*Prompt*. Word-for-word transcription is needed for all of the entries.

─── Given data

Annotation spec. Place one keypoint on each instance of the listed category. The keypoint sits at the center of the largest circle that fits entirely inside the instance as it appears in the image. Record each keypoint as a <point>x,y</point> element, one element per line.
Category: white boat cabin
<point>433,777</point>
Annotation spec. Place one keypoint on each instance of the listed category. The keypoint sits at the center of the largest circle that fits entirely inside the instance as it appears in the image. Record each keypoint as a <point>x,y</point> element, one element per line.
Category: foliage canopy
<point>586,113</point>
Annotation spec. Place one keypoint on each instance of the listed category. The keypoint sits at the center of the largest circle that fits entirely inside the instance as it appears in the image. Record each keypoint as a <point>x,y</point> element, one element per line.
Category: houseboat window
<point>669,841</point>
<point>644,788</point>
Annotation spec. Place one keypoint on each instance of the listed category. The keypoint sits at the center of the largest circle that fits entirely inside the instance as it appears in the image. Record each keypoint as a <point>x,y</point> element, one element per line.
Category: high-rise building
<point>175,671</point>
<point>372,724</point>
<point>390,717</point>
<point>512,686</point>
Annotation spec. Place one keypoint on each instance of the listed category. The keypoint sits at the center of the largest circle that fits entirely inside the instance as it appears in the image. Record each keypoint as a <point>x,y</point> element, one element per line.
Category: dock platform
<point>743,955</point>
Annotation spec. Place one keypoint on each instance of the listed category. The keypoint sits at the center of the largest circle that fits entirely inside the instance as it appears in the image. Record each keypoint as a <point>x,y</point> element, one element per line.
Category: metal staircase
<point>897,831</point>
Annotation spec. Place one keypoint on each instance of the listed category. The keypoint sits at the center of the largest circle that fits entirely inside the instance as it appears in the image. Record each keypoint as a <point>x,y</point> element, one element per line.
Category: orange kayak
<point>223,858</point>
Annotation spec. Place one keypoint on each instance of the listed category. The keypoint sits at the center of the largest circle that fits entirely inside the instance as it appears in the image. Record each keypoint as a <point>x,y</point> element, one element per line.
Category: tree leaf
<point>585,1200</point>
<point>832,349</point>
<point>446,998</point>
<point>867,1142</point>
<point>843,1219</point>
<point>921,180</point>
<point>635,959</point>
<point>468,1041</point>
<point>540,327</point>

──────

*Completed exercise*.
Annotation spec. Place one keypoint on each instance of the listed category. The keypoint sits at the center of the largest circle that fits entirely inside the instance as it appears in the image. Record each keypoint as a <point>x,y</point> element, one element per line.
Category: white boat cabin
<point>433,777</point>
Annotation spec. Place one keypoint on each instance of the listed category. The keypoint sits at the center of the largest circle that fits entirely inside the instance as it appears in the image. Record each keypoint as a <point>x,y</point> element, one element per line.
Category: foliage canopy
<point>586,113</point>
Annotation spec. Place one keypoint on each instance of the listed category. The keypoint sits at the center of the largest circle that fits entirely inside the instance as it appears in the image. Record each keypoint as a <point>x,y</point> element, one element per line.
Category: houseboat window
<point>669,841</point>
<point>644,788</point>
Annotation spec. Place one keypoint on each instance of the listed category. The keypoint sits at the center of the largest circle that fits entirely inside the instance as it appears in the image. Record each keypoint as a <point>x,y</point> element, one element per line.
Category: high-rise building
<point>175,671</point>
<point>372,724</point>
<point>390,717</point>
<point>512,686</point>
Annotation spec. Place one keypoint on each instance of the listed category. The keypoint sits at the center of the largest circle that fits entirely inside the instance as it appears in the image. Record each keypoint as a <point>x,y</point> element, one element per line.
Category: dock platform
<point>743,955</point>
Annotation spec. Place one keypoint on each instance of the listed category. The keypoint sits at the center of the largest circle that fits entirely inside the instance as it appears in the image. Record each keypoint as a <point>x,y</point> element, one element per line.
Category: metal staircase
<point>897,831</point>
Annotation spec. Place one keypoint on each instance of the listed category. The keypoint sits at the center of the largest circle that fits entirely inside the instance as it appears in the image. Record each keypoint as a <point>x,y</point> element, one element per line.
Category: orange kayak
<point>223,858</point>
Annotation spec. Place one keypoint on each instance of the listed category. The keypoint sits at the center of the largest circle that fits entirely inside the instance as it appears in the image. Record each keypoint as a <point>x,y</point> element, one element per line.
Category: tree leaf
<point>585,1200</point>
<point>832,349</point>
<point>446,998</point>
<point>867,1142</point>
<point>843,1219</point>
<point>921,180</point>
<point>635,959</point>
<point>468,1041</point>
<point>540,327</point>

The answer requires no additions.